> **TEKSTFRAGMENT**:

════════════════

De RSJ deed een aantal aanbevelingen zoals afschaffing van het taakstrafverbod en terugdringen van vervangende hechtenis. Een alternatief dat nog onderbelicht is gebleven is het alternatief van de thuisdetentie. In Nederland is thuisdetentie nog geen hoofdstraf. Nederland lijkt ook op dit punt achter te lopen op het buitenland, waar het thuis uitzitten van je straf veel vaker voorkomt. In mei 2023 werd de voormalige president van Frankrijk nog veroordeeld tot drie jaar gevangenisstraf, waarvan twee voorwaardelijk. Hij hoeft volgens het Franse systeem echter niet naar de gevangenis en mag het onvoorwaardelijke deel thuis uitzitten met een enkelband.

════════════════

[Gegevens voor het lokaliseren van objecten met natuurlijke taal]
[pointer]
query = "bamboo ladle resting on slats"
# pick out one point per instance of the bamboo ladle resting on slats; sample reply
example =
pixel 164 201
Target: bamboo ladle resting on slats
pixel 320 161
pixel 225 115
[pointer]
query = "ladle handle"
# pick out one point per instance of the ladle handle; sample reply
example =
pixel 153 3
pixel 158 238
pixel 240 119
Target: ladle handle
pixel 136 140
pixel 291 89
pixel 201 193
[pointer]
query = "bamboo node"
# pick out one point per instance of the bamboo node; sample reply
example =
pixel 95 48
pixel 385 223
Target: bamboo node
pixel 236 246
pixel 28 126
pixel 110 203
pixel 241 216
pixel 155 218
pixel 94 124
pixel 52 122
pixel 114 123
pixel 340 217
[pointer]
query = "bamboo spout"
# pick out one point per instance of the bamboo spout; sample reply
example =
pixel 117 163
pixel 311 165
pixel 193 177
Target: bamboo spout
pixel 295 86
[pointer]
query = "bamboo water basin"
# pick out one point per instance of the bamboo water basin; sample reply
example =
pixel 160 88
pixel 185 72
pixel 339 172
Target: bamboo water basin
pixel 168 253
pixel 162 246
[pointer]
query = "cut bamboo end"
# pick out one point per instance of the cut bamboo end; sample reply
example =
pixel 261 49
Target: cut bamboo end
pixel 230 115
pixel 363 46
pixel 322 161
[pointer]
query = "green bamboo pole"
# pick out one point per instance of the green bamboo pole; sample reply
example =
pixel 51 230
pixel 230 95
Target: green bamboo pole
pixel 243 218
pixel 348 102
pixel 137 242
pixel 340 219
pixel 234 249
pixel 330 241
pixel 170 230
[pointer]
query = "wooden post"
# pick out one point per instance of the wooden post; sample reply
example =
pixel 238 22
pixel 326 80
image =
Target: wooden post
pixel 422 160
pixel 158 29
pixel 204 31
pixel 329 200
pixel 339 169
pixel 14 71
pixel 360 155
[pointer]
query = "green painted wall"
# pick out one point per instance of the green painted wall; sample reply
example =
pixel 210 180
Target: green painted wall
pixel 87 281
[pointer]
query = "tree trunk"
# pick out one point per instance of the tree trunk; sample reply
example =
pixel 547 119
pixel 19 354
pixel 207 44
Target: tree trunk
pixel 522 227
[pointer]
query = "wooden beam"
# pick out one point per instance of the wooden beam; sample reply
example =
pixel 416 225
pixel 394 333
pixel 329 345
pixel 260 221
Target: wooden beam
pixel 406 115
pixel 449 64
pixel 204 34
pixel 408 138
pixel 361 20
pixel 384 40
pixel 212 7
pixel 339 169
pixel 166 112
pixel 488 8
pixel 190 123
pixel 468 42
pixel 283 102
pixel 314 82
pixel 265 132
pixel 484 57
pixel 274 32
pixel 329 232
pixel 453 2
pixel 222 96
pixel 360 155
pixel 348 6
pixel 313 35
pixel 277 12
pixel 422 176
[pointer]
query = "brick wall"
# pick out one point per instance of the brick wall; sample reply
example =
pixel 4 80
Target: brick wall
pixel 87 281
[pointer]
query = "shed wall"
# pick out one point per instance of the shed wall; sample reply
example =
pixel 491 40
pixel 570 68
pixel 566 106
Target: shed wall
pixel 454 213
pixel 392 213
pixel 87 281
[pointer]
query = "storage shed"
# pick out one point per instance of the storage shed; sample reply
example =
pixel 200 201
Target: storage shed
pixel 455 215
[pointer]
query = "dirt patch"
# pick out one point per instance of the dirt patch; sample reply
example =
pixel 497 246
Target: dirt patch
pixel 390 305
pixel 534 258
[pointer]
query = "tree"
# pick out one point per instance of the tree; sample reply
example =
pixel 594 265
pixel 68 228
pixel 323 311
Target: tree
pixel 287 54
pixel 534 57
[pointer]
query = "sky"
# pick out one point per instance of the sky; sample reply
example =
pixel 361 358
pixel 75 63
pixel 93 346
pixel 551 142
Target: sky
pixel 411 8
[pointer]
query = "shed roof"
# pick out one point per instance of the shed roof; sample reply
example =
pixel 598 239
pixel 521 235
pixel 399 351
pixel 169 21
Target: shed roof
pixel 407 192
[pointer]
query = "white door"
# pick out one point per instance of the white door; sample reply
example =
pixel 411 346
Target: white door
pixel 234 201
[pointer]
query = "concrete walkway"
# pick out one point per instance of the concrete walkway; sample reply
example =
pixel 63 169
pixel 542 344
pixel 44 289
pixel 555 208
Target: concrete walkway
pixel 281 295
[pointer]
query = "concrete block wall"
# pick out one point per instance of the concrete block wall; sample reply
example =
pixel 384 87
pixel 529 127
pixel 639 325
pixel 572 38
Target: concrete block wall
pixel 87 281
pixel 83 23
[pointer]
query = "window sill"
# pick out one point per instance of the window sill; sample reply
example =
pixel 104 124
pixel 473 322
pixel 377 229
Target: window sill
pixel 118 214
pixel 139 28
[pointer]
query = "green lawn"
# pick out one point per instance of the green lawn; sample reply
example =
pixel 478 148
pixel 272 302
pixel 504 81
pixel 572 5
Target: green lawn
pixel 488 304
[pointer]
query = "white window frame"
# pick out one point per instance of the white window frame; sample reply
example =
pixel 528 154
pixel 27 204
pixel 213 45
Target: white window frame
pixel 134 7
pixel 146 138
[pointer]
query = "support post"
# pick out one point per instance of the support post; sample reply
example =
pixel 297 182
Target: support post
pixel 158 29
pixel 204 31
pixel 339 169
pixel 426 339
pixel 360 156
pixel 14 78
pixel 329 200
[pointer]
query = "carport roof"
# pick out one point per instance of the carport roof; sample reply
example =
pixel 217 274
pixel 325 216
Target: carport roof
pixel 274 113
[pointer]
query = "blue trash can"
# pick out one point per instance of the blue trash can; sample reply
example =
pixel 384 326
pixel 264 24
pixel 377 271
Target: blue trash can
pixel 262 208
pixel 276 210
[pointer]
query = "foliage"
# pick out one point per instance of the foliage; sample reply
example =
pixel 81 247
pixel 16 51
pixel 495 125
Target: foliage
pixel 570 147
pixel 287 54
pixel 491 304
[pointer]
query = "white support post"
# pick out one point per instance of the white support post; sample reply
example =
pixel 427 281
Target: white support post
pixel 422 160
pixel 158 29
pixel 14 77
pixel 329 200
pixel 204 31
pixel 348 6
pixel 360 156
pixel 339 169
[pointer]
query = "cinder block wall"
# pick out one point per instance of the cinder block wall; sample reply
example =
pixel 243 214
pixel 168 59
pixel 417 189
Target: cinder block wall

════════════════

> **VRAGEN EN OPDRACHTEN**:
1. Beantwoord deze vragen over het fragment over thuisdetentie:
(a) Welke twee aanbevelingen van de RSJ worden als voorbeeld genoemd?
(b) Is thuisdetentie in Nederland al een hoofdstraf?
(c) Tot hoeveel jaar gevangenisstraf werd de voormalige president van Frankrijk in mei 2023 veroordeeld, en hoeveel jaar daarvan was voorwaardelijk?
2. Neem het fragment over thuisdetentie letterlijk over tussen "De RSJ deed" en "met een enkelband.", beide inbegrepen.
3. Zet het fragment over thuisdetentie voort na de laatste zin.

> **UITGEWERKTE ANTWOORDEN**:
1.
(a) Afschaffing van het taakstrafverbod en terugdringen van vervangende hechtenis.
(b) Nee, thuisdetentie is in Nederland nog geen hoofdstraf.
(c) Drie jaar, waarvan twee jaar voorwaardelijk.

2.
De RSJ deed een aantal aanbevelingen zoals afschaffing van het taakstrafverbod en terugdringen van vervangende hechtenis. Een alternatief dat nog onderbelicht is gebleven is het alternatief van de thuisdetentie. In Nederland is thuisdetentie nog geen hoofdstraf. Nederland lijkt ook op dit punt achter te lopen op het buitenland, waar het thuis uitzitten van je straf veel vaker voorkomt. In mei 2023 werd de voormalige president van Frankrijk nog veroordeeld tot drie jaar gevangenisstraf, waarvan twee voorwaardelijk. Hij hoeft volgens het Franse systeem echter niet naar de gevangenis en mag het onvoorwaardelijke deel thuis uitzitten met een enkelband.

3.
Ook in Nederland zou vaker van deze mogelijkheid gebruik moeten worden gemaakt. Ook een thuisdetentie kan zeker bij kortere straffen tegemoetkomen aan de doelen van een straf, te weten: vergelding, generale en speciale preventie. Onder vergelding wordt de bestraffi ng zelf verstaan. Generale preventie heeft tot doel om door het straffen van daders mogelijke toekomstige daders af te schrikken. Speciale preventie beoogt een dader dusdanig (door resocialisatie) te beïnvloeden tijdens het ondergaan van zijn straf dat hij zich niet opnieuw zal schuldig maken aan een strafbaar feit.
Omdat thuisdetentie een sterk vrijheidsbeperkende sanctie is, kan het worden aangemerkt als vergelding. Relaties, de sportclub of een restaurant bezoeken zit er niet meer in. Deze beperkingen zullen ook afschrikwekkend kunnen zijn. Alhoewel de mate van afschrikking zou kunnen afhangen van de hoeveelheid ruimte in een huis. Het spreekt voor zich dat thuisdetentie in een kleine ruimte veel moelijker vol te houden is, dan in een ruime villa. Hiermee zou rekening gehouden kunnen worden bij de lengte van de op te leggen thuisdetentie. Ook zou een oplossing gezocht moeten worden voor mensen die geen (eigen) woning hebben. Een thuisdetentie is in ieder geval geschikter te achten met het oog op resocialisatie en het daarmee samenhangende voorkomen van recidive, omdat de veroordeelde beter contact kan onderhouden met zijn naasten en mogelijk thuiswerkzaamheden kan verrichten.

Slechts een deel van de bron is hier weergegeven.